Location identification entries
----------------

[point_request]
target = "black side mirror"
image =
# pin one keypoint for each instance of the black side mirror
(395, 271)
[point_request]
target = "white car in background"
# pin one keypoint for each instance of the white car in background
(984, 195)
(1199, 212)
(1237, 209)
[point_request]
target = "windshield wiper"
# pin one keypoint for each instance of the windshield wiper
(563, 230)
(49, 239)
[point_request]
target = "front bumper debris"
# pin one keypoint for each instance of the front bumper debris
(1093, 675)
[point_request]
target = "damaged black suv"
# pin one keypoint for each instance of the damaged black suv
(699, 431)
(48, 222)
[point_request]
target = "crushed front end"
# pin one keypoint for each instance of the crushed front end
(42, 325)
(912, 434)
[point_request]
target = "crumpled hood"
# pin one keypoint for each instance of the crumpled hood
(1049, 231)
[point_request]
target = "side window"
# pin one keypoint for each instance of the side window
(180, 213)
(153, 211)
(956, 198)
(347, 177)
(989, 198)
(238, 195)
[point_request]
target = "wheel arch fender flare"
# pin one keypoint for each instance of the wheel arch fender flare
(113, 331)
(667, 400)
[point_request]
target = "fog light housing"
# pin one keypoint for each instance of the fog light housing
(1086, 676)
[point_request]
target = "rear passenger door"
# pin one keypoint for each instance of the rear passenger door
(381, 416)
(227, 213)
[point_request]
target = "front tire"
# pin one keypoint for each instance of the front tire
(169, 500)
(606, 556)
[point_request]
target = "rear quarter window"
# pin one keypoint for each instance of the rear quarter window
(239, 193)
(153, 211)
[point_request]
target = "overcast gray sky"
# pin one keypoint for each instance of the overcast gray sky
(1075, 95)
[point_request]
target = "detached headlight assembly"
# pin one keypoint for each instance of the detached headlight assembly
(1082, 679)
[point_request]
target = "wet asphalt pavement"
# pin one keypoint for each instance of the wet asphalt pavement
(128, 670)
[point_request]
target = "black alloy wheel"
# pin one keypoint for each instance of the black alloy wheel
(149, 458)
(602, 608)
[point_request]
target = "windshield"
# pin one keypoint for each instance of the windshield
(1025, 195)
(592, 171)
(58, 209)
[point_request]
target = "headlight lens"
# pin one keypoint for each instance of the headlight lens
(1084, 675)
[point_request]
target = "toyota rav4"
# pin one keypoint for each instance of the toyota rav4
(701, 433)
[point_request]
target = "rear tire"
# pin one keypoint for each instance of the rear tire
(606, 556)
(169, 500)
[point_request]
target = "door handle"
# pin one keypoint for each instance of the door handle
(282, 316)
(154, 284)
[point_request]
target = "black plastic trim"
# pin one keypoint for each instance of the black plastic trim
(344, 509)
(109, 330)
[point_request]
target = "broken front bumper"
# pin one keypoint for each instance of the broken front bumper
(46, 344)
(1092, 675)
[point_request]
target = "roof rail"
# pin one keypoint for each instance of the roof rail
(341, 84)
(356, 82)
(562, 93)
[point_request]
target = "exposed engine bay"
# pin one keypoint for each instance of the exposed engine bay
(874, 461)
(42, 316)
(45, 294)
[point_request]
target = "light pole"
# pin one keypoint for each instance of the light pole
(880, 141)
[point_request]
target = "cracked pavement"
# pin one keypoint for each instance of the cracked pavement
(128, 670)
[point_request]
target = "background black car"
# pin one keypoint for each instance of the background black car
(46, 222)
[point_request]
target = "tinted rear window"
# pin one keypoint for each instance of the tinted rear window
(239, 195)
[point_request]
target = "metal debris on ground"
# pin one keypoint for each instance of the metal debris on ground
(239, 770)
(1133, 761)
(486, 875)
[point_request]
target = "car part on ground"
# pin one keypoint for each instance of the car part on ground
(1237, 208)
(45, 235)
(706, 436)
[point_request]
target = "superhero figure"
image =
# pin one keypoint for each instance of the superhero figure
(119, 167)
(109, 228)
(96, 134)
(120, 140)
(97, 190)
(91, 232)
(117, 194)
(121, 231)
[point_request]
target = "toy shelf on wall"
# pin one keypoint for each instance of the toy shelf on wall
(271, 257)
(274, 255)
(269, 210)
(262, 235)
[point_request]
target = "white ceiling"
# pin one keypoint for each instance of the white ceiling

----------------

▶ _What you need to do_: Write out every line of the records above again, word for word and with nothing changed.

▶ _Solved problem_:
[point_request]
target = "black side mirror"
image =
# pin one keypoint for each instance of the black side mirror
(395, 271)
[point_request]
target = "white car in background"
# pin one keypoint for each instance of the white car in background
(984, 195)
(1199, 212)
(1237, 209)
[point_request]
target = "windshield wiper"
# pin one keypoint for each instance of the windshield wiper
(563, 230)
(49, 239)
[point_request]
target = "front bumper debris"
# pin one keypoint for each instance of the front bumper debris
(1093, 675)
[point_request]
target = "damaged black suv"
# pin one keypoint for each instance of the damaged black suv
(699, 431)
(48, 222)
[point_request]
target = "crushed front end"
# pin one keypoint for each instance of the crushed front end
(42, 325)
(912, 434)
[point_request]
target = "crumpled hood"
# pin one keypoint for each instance of the crumpled hood
(1049, 231)
[point_request]
target = "side window"
# pin one keypoint for each instance of the side window
(180, 213)
(153, 211)
(956, 198)
(347, 177)
(989, 198)
(238, 195)
[point_request]
target = "wheel arch fender flare"
# pin one keypoint for each instance of the wheel arch fender flare
(113, 331)
(667, 400)
[point_request]
target = "fog light housing"
# pin one keypoint for each instance of the fog light housing
(1086, 676)
[point_request]
target = "rear passenger door"
# pin one keypoint for each instance of the rear passenger door
(381, 416)
(227, 213)
[point_request]
target = "front tire"
# pin one keypoint for each instance of the front tire
(169, 500)
(606, 556)
[point_request]
target = "rear quarter window"
# pin one keypoint for each instance of the rear quarter window
(239, 193)
(153, 211)
[point_request]
target = "overcast gray sky"
# pin one keypoint for each instance of the overcast gray sky
(1075, 95)
[point_request]
target = "detached headlight assembly"
# pin one keypoint for each instance of the detached headlight assembly
(1082, 679)
[point_request]
target = "wet asphalt pavement"
# pin one keypoint for each instance of the wet asphalt pavement
(128, 670)
[point_request]
target = "black alloy wheel"
# pin one keypoint for each instance of the black alloy wheel
(149, 458)
(602, 608)
[point_request]
target = "windshield"
# pin one keypoint for each instance of the windshield
(1025, 195)
(592, 171)
(58, 209)
[point_request]
target = "headlight lens"
# pin one keypoint for each instance of the headlight lens
(1084, 675)
[point_request]
target = "toyota rav4"
# pin one keypoint for each instance of the toyota rav4
(701, 433)
[point_request]
target = "rear tire"
# pin one keypoint for each instance of the rear tire
(606, 556)
(169, 500)
[point_request]
target = "door handle"
# pin one keypoint for each instance of the door handle
(282, 316)
(154, 284)
[point_request]
target = "black plastic trim"
# pin one keypoint for each instance of the black plastic trim
(344, 509)
(109, 330)
[point_request]
target = "broken front bumper"
# pin one keypoint for each instance of the broken front bumper
(46, 344)
(1092, 675)
[point_request]
target = "roof rail"
# pin one keypoint for each instance of the roof rail
(341, 84)
(356, 82)
(562, 93)
[point_request]
target = "exposed engine bay"
# pin one keypoint for each instance of the exposed engine bay
(874, 461)
(42, 316)
(45, 294)
[point_request]
target = "light pole"
# pin one keypoint for each instance of the light pole
(880, 141)
[point_request]
target = "cracked pavement"
# pin one keypoint for each instance of the cracked pavement
(128, 670)
[point_request]
target = "background black car"
# pin one keypoint for each instance of the background black car
(46, 222)
[point_request]
target = "tinted rear window"
# pin one keypoint for each instance of the tinted rear window
(239, 195)
[point_request]
target = "metal debris on ground"
# pin one keypoint for each instance of the metal debris on ground
(239, 770)
(1133, 761)
(486, 875)
[point_request]
target = "car part on ground"
# pin one keypoint for each instance of the car part on ground
(1237, 208)
(45, 235)
(706, 436)
[point_request]
target = "superhero figure"
image =
# pin one keypoint for each instance of the superhero figure
(119, 167)
(109, 228)
(96, 134)
(120, 140)
(97, 190)
(91, 232)
(117, 194)
(121, 231)
[point_request]
target = "toy shelf on wall"
# pin one keypoint for each instance of the toy shelf on wall
(271, 257)
(274, 255)
(269, 210)
(262, 235)
[point_request]
target = "white ceiling"
# pin one keypoint for each instance of the white ceiling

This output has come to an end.